#### [Text]
═══

Avraham’s story shows why we cannot adopt his essence alone and pursue chesed to an extreme. Avraham wanted to save Sedom in the name of an absolute surrender for the sake of the existence of the other. God nevertheless overturned Sedom – because evildoers have to be destroyed. Indeed, we have seen throughout history how absolute kindness can also lead to distortion, as in the case of Christianity, whose vision of total kindness degenerated into cruelty.
 
The Problem with any Absolute Value
 
In general, following just one principle leads to distortion. When a person is motivated by one sole goal, in his mind that goal will come to justify the means – any means. All values become subservient to that ideal. Manitou emphasizes that almost every revolution in history that sought to inculcate some or other absolute value brought about a bloodbath in the name of that value. Adherence to a single principle led to totalitarian regimes that attempted to subject the entire world to an ideal (Communism, Fascism) or, in the case of the French Revolution, for example, the rule of Napoleon:
 
The Jewish People’s slogan is, “Hear O Israel: The Lord our God, the Lord is One.” We speak of the Source of the unification of attributes – God is One, our one and only God – rather than of any specific trait. The Jewish People’s theology parallels its moral worldview: a unity of attributes, unity of values, absolute monotheism. The Lord, Who is God, is the Creator; it is He Who acts.

═══

#### [What you will do]
1) Decide whether each statement agrees with the text on absolute values. Answer yes or no, and quote the words of the text that decide it.
(a) God spared Sedom because Avraham wanted to save it.
(b) Communism and Fascism are named as regimes that tried to subject the entire world to an ideal.
(c) Christianity's vision of total kindness degenerated into cruelty.
2) List every historical movement or event that the text on absolute values gives as a case of pursuing one value leading to distortion.

═══

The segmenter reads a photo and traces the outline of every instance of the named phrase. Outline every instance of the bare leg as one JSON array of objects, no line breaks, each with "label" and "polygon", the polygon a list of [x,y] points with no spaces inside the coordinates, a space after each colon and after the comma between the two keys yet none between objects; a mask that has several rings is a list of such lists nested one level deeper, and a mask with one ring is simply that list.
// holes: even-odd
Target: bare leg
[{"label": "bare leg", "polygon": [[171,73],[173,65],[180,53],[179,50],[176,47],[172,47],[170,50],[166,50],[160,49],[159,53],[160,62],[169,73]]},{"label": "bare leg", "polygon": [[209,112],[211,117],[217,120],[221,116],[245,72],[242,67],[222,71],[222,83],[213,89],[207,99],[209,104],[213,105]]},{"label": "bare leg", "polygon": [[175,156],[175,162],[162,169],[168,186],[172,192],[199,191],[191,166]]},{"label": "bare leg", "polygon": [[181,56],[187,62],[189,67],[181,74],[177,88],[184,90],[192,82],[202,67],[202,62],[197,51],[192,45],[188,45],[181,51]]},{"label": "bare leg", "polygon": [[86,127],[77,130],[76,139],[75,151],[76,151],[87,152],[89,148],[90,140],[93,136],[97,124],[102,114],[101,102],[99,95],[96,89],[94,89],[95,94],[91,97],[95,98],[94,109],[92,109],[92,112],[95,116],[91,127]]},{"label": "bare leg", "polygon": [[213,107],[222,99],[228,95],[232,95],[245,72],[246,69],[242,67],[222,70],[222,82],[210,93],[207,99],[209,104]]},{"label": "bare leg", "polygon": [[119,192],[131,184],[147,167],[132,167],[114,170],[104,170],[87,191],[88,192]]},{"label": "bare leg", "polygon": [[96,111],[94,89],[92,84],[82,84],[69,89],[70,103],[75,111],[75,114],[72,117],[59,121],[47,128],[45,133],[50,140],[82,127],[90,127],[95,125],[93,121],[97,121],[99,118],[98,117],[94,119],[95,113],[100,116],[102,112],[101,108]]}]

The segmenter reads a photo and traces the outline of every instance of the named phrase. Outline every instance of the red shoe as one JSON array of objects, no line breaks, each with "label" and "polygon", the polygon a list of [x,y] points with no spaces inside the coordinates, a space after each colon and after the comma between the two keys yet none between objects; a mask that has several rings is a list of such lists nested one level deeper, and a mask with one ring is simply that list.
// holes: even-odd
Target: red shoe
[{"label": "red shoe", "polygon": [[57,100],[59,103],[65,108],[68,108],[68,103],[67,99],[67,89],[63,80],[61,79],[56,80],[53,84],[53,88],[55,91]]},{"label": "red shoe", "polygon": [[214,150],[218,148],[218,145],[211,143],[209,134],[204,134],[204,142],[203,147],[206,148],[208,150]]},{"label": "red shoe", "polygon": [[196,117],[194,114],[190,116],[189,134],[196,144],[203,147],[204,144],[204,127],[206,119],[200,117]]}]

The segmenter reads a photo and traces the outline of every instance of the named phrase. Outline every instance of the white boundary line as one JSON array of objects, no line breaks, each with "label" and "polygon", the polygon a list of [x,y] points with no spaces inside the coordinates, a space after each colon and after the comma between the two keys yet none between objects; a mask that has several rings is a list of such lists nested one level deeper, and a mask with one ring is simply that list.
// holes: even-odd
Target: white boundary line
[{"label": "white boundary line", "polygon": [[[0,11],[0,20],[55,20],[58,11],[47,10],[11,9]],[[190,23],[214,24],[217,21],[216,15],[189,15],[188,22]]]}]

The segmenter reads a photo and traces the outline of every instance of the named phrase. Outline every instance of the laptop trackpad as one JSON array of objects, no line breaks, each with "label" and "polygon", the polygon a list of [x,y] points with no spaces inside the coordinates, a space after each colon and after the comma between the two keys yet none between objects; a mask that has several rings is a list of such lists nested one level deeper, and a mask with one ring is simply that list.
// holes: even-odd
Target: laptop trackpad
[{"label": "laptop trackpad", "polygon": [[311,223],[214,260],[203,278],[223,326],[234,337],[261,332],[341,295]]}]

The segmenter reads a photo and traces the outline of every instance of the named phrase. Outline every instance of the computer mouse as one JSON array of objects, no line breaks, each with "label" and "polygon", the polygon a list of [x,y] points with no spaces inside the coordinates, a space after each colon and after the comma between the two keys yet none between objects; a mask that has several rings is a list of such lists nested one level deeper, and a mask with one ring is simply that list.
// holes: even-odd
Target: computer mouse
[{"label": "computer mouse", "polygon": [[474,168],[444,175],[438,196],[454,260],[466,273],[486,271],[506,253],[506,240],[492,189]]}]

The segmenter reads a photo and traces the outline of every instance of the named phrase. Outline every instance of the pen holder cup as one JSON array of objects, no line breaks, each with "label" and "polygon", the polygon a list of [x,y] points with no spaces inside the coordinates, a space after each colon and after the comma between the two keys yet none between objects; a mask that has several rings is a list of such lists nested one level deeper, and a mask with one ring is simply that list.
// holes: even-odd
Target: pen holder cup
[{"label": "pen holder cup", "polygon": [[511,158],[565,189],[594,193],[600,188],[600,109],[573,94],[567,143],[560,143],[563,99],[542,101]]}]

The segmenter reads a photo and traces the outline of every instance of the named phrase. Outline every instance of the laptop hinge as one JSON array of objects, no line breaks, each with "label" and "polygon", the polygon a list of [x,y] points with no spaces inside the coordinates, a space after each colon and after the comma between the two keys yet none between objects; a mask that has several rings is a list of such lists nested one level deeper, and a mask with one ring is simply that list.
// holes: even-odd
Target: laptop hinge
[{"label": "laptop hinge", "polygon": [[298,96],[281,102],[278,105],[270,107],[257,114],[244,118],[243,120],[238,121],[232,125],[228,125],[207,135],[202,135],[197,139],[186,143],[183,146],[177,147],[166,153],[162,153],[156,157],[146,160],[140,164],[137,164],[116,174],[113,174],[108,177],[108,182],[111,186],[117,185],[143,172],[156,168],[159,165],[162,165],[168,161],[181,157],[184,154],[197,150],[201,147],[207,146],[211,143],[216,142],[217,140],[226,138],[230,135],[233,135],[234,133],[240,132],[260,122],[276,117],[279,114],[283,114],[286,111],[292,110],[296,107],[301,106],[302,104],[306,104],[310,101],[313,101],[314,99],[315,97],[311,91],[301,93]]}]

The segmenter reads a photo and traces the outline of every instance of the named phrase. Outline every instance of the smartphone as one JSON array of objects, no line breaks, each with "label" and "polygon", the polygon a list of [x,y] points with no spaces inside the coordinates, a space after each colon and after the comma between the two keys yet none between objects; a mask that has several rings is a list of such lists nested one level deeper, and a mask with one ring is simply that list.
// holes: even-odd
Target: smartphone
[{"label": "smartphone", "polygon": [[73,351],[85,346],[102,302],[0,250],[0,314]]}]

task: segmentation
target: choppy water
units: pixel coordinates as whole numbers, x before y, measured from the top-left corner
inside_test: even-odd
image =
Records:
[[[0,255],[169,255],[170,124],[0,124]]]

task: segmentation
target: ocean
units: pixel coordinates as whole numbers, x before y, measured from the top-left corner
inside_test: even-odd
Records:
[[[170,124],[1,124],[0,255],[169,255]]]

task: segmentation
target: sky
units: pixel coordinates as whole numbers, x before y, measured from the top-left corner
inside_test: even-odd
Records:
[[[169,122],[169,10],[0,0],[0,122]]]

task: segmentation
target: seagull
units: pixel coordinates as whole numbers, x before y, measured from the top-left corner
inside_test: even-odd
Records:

═══

#### [Solution list]
1)
(a) No: "God nevertheless overturned Sedom – because evildoers have to be destroyed."
(b) Yes: "totalitarian regimes that attempted to subject the entire world to an ideal (Communism, Fascism)"
(c) Yes: "whose vision of total kindness degenerated into cruelty"

2)
- Christianity
- Communism
- Fascism
- The French Revolution, which led to the rule of Napoleon